> OBJECTIF VISÉ:
Transforme toutes les lignes ci-dessous en un tableau Markdown à deux colonnes, « N° » pour le numéro de rang et « Ligne » pour la ligne elle-même, sans les lignes vides. Laisse les images hors de ta réponse.

> DONNÉES PRÉSENTÉES:

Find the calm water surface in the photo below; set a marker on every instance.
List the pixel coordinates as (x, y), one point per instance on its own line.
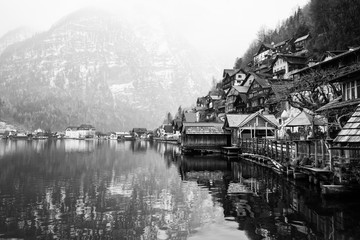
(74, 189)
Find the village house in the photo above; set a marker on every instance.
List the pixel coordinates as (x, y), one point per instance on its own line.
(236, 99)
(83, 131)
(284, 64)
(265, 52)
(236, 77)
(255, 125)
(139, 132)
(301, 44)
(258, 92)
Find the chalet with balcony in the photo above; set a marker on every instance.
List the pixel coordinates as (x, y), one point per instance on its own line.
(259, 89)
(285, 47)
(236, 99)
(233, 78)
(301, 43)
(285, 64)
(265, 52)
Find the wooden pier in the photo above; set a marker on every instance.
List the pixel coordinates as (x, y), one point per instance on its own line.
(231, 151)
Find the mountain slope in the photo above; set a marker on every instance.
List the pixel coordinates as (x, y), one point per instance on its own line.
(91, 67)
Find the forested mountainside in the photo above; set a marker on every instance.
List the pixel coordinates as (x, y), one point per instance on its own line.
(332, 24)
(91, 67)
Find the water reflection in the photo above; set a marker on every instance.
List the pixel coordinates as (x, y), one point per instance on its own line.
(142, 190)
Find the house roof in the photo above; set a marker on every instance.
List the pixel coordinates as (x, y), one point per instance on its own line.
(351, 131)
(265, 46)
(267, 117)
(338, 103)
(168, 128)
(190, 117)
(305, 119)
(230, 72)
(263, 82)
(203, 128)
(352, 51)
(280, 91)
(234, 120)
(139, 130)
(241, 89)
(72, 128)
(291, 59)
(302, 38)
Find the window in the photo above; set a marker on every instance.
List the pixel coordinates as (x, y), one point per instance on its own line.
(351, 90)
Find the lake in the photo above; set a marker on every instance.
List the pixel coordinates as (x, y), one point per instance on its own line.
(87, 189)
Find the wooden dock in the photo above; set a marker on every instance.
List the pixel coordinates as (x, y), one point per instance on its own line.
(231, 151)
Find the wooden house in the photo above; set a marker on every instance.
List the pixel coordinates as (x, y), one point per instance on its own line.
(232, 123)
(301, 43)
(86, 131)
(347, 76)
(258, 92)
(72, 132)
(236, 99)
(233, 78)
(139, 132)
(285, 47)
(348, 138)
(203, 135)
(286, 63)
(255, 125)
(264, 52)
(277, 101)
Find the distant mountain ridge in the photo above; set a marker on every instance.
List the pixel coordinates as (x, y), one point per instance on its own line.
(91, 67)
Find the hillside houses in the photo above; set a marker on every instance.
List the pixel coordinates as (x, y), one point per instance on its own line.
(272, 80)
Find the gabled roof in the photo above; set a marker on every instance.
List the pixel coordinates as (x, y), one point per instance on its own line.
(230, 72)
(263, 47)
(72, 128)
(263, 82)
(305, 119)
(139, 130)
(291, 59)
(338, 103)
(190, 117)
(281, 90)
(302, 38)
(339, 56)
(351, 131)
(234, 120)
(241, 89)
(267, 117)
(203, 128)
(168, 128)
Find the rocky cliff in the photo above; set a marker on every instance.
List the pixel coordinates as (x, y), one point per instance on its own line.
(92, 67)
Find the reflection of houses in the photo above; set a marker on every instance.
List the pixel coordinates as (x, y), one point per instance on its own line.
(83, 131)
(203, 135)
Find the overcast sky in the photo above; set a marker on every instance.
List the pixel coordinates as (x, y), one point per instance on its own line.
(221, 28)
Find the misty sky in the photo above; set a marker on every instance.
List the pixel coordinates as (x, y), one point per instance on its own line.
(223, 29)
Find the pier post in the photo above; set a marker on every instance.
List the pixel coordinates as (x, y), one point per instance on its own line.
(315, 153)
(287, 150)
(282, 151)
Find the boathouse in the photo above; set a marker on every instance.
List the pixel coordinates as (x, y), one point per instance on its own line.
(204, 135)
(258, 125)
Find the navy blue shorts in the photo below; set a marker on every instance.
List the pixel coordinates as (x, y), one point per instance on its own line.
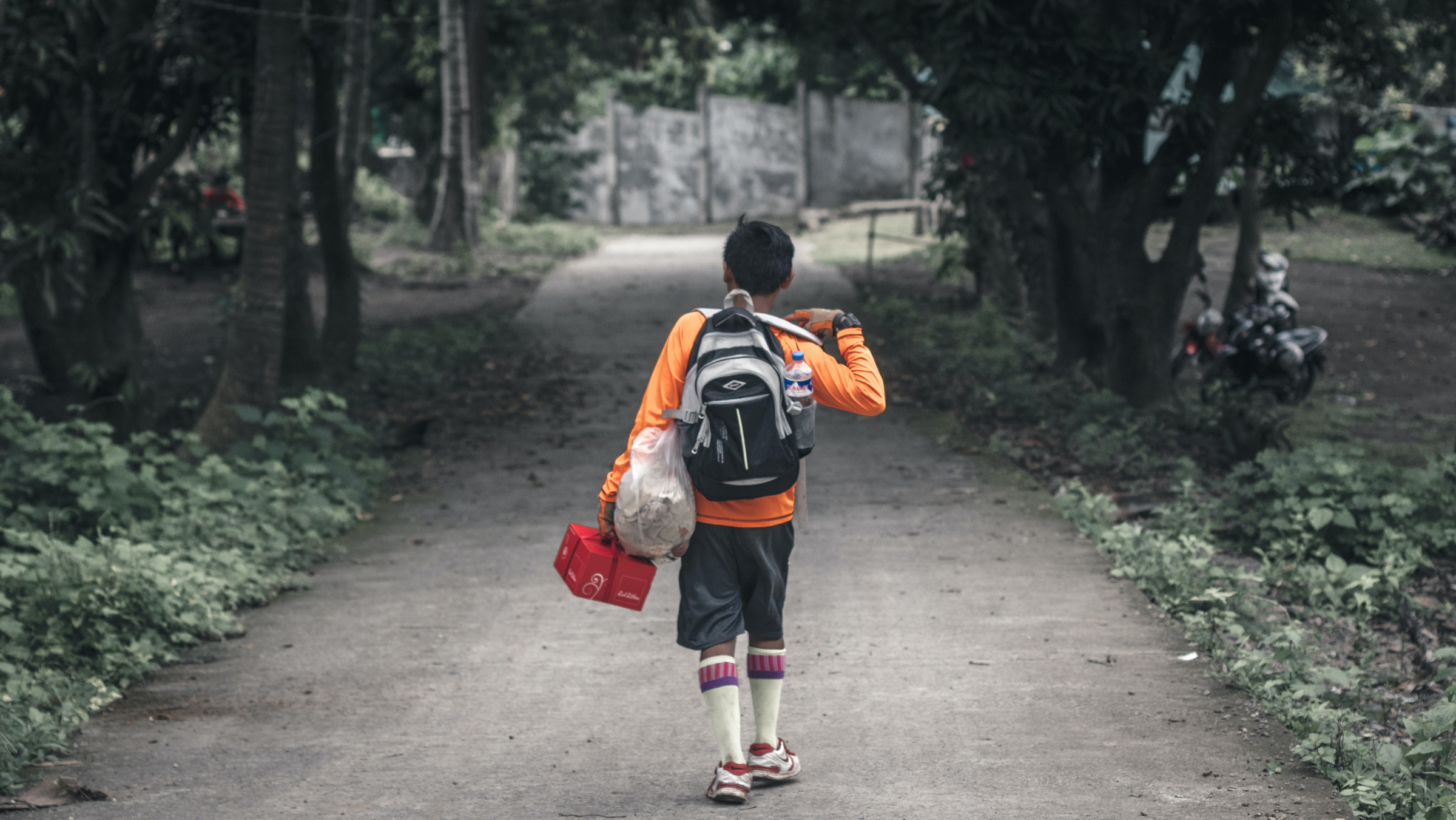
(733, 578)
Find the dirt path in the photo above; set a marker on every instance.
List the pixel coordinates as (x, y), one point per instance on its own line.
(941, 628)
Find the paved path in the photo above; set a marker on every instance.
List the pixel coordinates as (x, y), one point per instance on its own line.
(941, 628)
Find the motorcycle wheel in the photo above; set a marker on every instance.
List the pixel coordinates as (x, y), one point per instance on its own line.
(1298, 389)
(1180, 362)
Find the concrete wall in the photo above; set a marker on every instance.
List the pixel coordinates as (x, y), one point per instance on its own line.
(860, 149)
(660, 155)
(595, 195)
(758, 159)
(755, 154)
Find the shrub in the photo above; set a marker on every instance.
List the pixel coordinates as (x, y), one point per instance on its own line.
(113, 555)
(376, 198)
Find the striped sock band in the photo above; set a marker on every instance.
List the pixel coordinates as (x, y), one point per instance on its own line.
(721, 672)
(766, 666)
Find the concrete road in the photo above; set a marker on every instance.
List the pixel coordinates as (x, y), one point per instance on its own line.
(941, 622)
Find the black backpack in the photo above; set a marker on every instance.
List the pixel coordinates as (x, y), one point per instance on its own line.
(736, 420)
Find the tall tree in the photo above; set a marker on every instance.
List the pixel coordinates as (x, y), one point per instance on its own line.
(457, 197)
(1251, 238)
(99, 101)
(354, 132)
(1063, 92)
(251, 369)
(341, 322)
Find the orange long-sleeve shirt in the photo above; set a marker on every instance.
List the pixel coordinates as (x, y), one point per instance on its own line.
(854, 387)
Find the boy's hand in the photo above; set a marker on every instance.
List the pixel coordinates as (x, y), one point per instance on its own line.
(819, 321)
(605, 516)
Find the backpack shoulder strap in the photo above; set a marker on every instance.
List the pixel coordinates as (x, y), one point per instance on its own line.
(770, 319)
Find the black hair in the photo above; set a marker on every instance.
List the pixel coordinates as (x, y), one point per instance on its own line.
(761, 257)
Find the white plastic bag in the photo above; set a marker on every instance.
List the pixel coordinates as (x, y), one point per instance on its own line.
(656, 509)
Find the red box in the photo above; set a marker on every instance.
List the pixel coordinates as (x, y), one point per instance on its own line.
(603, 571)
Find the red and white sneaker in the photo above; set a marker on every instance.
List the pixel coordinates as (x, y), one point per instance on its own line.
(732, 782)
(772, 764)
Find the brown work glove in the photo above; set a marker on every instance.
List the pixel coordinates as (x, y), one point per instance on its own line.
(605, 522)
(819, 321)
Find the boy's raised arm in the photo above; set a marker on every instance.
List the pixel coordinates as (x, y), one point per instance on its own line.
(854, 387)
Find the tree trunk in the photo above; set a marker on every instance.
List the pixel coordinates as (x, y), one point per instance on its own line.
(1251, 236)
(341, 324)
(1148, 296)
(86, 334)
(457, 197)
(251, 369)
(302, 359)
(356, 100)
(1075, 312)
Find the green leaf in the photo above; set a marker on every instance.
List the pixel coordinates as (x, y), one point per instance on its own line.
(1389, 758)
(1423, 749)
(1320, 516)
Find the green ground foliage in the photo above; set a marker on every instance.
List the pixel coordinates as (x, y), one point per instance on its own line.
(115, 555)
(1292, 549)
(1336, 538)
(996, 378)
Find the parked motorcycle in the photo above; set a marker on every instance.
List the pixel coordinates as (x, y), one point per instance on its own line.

> RÉPONSE RÉDIGÉE:
| N° | Ligne |
|---|---|
| 1 | Find the calm water surface in the photo below; set a marker on every instance. |
| 2 | List the pixel coordinates as (x, y), one point per instance on its own line. |
| 3 | (74, 189) |
| 4 | Find the village house in the photo above; set a marker on every instance. |
| 5 | List the pixel coordinates as (x, y), one point per instance on its own line. |
| 6 | (236, 99) |
| 7 | (83, 131) |
| 8 | (284, 64) |
| 9 | (265, 52) |
| 10 | (236, 77) |
| 11 | (255, 125) |
| 12 | (139, 132) |
| 13 | (301, 44) |
| 14 | (258, 92) |
| 15 | Find the chalet with balcony in the photo above; set a marker on every instance. |
| 16 | List the pixel coordinates as (x, y), one point per instance on its own line. |
| 17 | (259, 89) |
| 18 | (285, 47) |
| 19 | (236, 99) |
| 20 | (233, 78) |
| 21 | (301, 43) |
| 22 | (285, 64) |
| 23 | (265, 52) |
| 24 | Find the wooden pier in the photo above; set a marker on every instance. |
| 25 | List the pixel coordinates as (x, y), one point per instance on its own line. |
| 26 | (231, 151) |
| 27 | Find the mountain slope in the photo above; set a marker on every instance. |
| 28 | List the pixel coordinates as (x, y), one point per instance on its own line. |
| 29 | (91, 67) |
| 30 | Find the forested mountainside in the photo above; set a marker on every instance. |
| 31 | List the pixel coordinates as (x, y), one point per instance on its own line. |
| 32 | (332, 24) |
| 33 | (91, 67) |
| 34 | Find the water reflection in the photo above; set a marker on every instance. |
| 35 | List the pixel coordinates as (x, y), one point per instance on its own line. |
| 36 | (142, 190) |
| 37 | Find the house roof in the photo above; set a marker on every instance. |
| 38 | List the pixel coordinates as (x, y), one point per instance on its own line. |
| 39 | (351, 131) |
| 40 | (265, 46) |
| 41 | (267, 117) |
| 42 | (338, 103) |
| 43 | (168, 128) |
| 44 | (190, 117) |
| 45 | (305, 119) |
| 46 | (230, 72) |
| 47 | (263, 82) |
| 48 | (203, 128) |
| 49 | (352, 51) |
| 50 | (280, 91) |
| 51 | (234, 120) |
| 52 | (139, 130) |
| 53 | (241, 89) |
| 54 | (72, 128) |
| 55 | (291, 59) |
| 56 | (302, 38) |
| 57 | Find the window in the photo above; set a marker on every instance. |
| 58 | List the pixel coordinates as (x, y), one point per instance on its own line. |
| 59 | (351, 90) |
| 60 | Find the lake in the photo above; set a marker on every instance. |
| 61 | List the pixel coordinates as (x, y), one point per instance on its own line. |
| 62 | (87, 189) |
| 63 | Find the wooden dock in the photo above; set a marker on every instance. |
| 64 | List the pixel coordinates as (x, y), one point per instance on its own line. |
| 65 | (231, 151) |
| 66 | Find the wooden house in the photo above; set a marker on every instance. |
| 67 | List the pixel coordinates as (x, y), one point per instance on its own line. |
| 68 | (232, 123) |
| 69 | (301, 43) |
| 70 | (86, 131) |
| 71 | (347, 76) |
| 72 | (258, 92) |
| 73 | (72, 132) |
| 74 | (236, 99) |
| 75 | (233, 78) |
| 76 | (139, 132) |
| 77 | (285, 47) |
| 78 | (348, 138) |
| 79 | (203, 135) |
| 80 | (286, 63) |
| 81 | (255, 125) |
| 82 | (264, 52) |
| 83 | (277, 101) |
| 84 | Find the distant mountain ridge in the photo above; set a marker on every instance. |
| 85 | List the pixel coordinates as (x, y), one point per instance on its own line. |
| 86 | (91, 67) |
| 87 | Find the hillside houses in the photo above; set a marker on every instance. |
| 88 | List the pixel coordinates as (x, y), one point per instance on its own line. |
| 89 | (272, 80) |
| 90 | Find the gabled roof in the photo above; set a marker on every instance. |
| 91 | List the pixel coordinates as (x, y), one point per instance on its own line. |
| 92 | (230, 72) |
| 93 | (263, 47) |
| 94 | (72, 128) |
| 95 | (263, 82) |
| 96 | (305, 119) |
| 97 | (139, 130) |
| 98 | (291, 59) |
| 99 | (338, 103) |
| 100 | (190, 117) |
| 101 | (281, 90) |
| 102 | (302, 38) |
| 103 | (339, 56) |
| 104 | (351, 131) |
| 105 | (234, 120) |
| 106 | (241, 89) |
| 107 | (267, 117) |
| 108 | (203, 128) |
| 109 | (168, 128) |
| 110 | Find the rocky cliff in the photo above; set a marker on every instance. |
| 111 | List the pixel coordinates as (x, y), one point per instance on its own line. |
| 112 | (92, 67) |
| 113 | Find the reflection of houses in the photo above; set a marker on every instance. |
| 114 | List the pixel coordinates as (x, y), one point per instance on its own line. |
| 115 | (83, 131) |
| 116 | (203, 135) |
| 117 | Find the overcast sky in the photo above; set a marker on every instance. |
| 118 | List the pixel coordinates as (x, y), one point per instance on its own line. |
| 119 | (221, 28) |
| 120 | Find the misty sky in the photo above; set a marker on every instance. |
| 121 | List the pixel coordinates as (x, y), one point per instance on its own line. |
| 122 | (223, 29) |
| 123 | Find the pier post in the photo above; set a marker on every instance. |
| 124 | List the pixel coordinates as (x, y), one point per instance on its own line. |
| 125 | (315, 153) |
| 126 | (287, 150) |
| 127 | (282, 151) |
| 128 | Find the boathouse in the photo above; set a marker on every instance. |
| 129 | List the pixel coordinates as (x, y), one point per instance on its own line. |
| 130 | (204, 135) |
| 131 | (258, 125) |
| 132 | Find the navy blue shorts in the photo below; set a marker on every instance. |
| 133 | List the pixel coordinates as (x, y), one point per instance on its own line. |
| 134 | (733, 578) |
| 135 | Find the dirt path in the photo above; set a marker on every instance. |
| 136 | List the pixel coordinates as (x, y), one point per instance on its own line. |
| 137 | (941, 628) |
| 138 | Find the paved path in the photo above; set a marker on every instance. |
| 139 | List the pixel coordinates as (x, y), one point per instance on its own line. |
| 140 | (941, 628) |
| 141 | Find the motorcycle wheel in the photo above; set a marker on every instance. |
| 142 | List the pixel coordinates as (x, y), one point per instance on its own line. |
| 143 | (1298, 389) |
| 144 | (1180, 362) |
| 145 | Find the concrete wall in the photo above; set a marker on every instance. |
| 146 | List the pixel coordinates as (x, y), one point per instance on its own line. |
| 147 | (860, 149) |
| 148 | (660, 155) |
| 149 | (595, 195) |
| 150 | (758, 159) |
| 151 | (755, 154) |
| 152 | Find the shrub in the photo above; set a marker on every instance. |
| 153 | List the pixel coordinates as (x, y), one point per instance on its own line. |
| 154 | (113, 555) |
| 155 | (376, 198) |
| 156 | Find the striped sock band in the photo above; set a marker on every instance. |
| 157 | List the pixel coordinates as (x, y), one point per instance on its own line. |
| 158 | (721, 672) |
| 159 | (766, 666) |
| 160 | Find the concrete road in the photo above; set a marker on every instance. |
| 161 | List the pixel coordinates as (x, y), one point per instance on its own line. |
| 162 | (941, 622) |
| 163 | Find the black backpack in the photo above; set a marker on every instance. |
| 164 | List the pixel coordinates as (x, y), one point per instance on its own line. |
| 165 | (736, 420) |
| 166 | Find the tall tree in the photo above; set a marker on every instance. |
| 167 | List the pixel coordinates as (x, y), one point per instance on its own line. |
| 168 | (457, 197) |
| 169 | (1251, 238) |
| 170 | (99, 101) |
| 171 | (354, 132) |
| 172 | (1063, 92) |
| 173 | (251, 369) |
| 174 | (341, 322) |
| 175 | Find the orange long-sleeve shirt in the photo above; set a marker on every instance. |
| 176 | List the pixel coordinates as (x, y), one point per instance on its own line. |
| 177 | (854, 387) |
| 178 | Find the boy's hand in the photo above; set a marker on every instance. |
| 179 | List the pixel coordinates as (x, y), one point per instance on its own line. |
| 180 | (819, 321) |
| 181 | (605, 516) |
| 182 | Find the backpack shoulder strap in the photo above; set a marker on every instance. |
| 183 | List the pixel coordinates as (x, y), one point per instance on its own line. |
| 184 | (770, 319) |
| 185 | Find the black hair in the photo above; set a marker on every instance. |
| 186 | List the pixel coordinates as (x, y), one point per instance on its own line. |
| 187 | (761, 257) |
| 188 | Find the white plastic bag in the photo above; set a marker on every instance. |
| 189 | List the pixel coordinates as (x, y), one point per instance on its own line. |
| 190 | (656, 509) |
| 191 | Find the red box in the photo above; set a marker on every instance. |
| 192 | List the pixel coordinates as (x, y), one point per instance on its own line. |
| 193 | (603, 571) |
| 194 | Find the red and white sneaker in the photo above; set a marker on every instance. |
| 195 | List the pixel coordinates as (x, y), one point per instance on its own line. |
| 196 | (732, 782) |
| 197 | (772, 764) |
| 198 | Find the brown work glove in the photo above; set a marker on every instance. |
| 199 | List the pixel coordinates as (x, y), one point per instance on its own line. |
| 200 | (605, 522) |
| 201 | (819, 321) |
| 202 | Find the boy's raised arm in the photo above; set a marker on every instance. |
| 203 | List the pixel coordinates as (x, y), one point per instance on its own line. |
| 204 | (854, 387) |
| 205 | Find the tree trunk in the photo above; set a marker on every instance. |
| 206 | List the pixel coordinates as (x, y), one point per instance on its own line. |
| 207 | (1251, 236) |
| 208 | (341, 324) |
| 209 | (1148, 296) |
| 210 | (86, 334) |
| 211 | (457, 197) |
| 212 | (251, 369) |
| 213 | (302, 359) |
| 214 | (356, 100) |
| 215 | (1075, 312) |
| 216 | Find the green leaf in the photo above; set a marker on every instance. |
| 217 | List the pixel coordinates as (x, y), one point per instance on its own line. |
| 218 | (1389, 758) |
| 219 | (1423, 749) |
| 220 | (1320, 516) |
| 221 | Find the green ground foliage in the photo above; set a marker on every instance. |
| 222 | List the pixel coordinates as (x, y), one point per instance on its own line. |
| 223 | (115, 555) |
| 224 | (1292, 549) |
| 225 | (1336, 538) |
| 226 | (996, 378) |
| 227 | Find the parked motorcycle in the photo above; set a marker on every instance. |
| 228 | List the pixel coordinates as (x, y), one point per instance on its own line. |